((

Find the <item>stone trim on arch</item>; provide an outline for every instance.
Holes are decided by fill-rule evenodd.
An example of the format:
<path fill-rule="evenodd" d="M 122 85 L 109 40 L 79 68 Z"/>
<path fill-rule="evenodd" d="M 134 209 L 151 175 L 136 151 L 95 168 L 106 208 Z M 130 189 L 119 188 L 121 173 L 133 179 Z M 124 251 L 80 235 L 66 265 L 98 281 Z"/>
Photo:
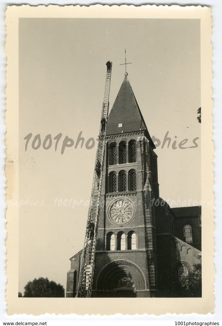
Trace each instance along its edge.
<path fill-rule="evenodd" d="M 102 269 L 96 280 L 96 290 L 113 291 L 123 277 L 132 278 L 136 290 L 146 289 L 146 279 L 140 269 L 131 261 L 121 259 L 109 263 Z"/>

))

- TASK PROMPT -
Rewrite the items above, changing "instance" to "occurrence" everywhere it appears and keeping everything else the same. Leave out the picture.

- REPLY -
Find the <item>stone trim on arch</item>; provide an outline for every occurrence.
Holes are decided by fill-rule evenodd.
An example of the format:
<path fill-rule="evenodd" d="M 122 85 L 109 40 L 79 68 Z"/>
<path fill-rule="evenodd" d="M 134 209 L 151 175 L 136 151 L 95 168 L 106 208 Z M 130 189 L 119 188 L 121 173 L 133 179 Z M 124 251 L 80 235 L 66 265 L 98 281 Z"/>
Photo:
Trace each occurrence along its edge.
<path fill-rule="evenodd" d="M 102 269 L 96 280 L 96 290 L 113 291 L 123 277 L 132 278 L 136 290 L 146 289 L 146 279 L 140 269 L 131 261 L 121 259 L 109 263 Z"/>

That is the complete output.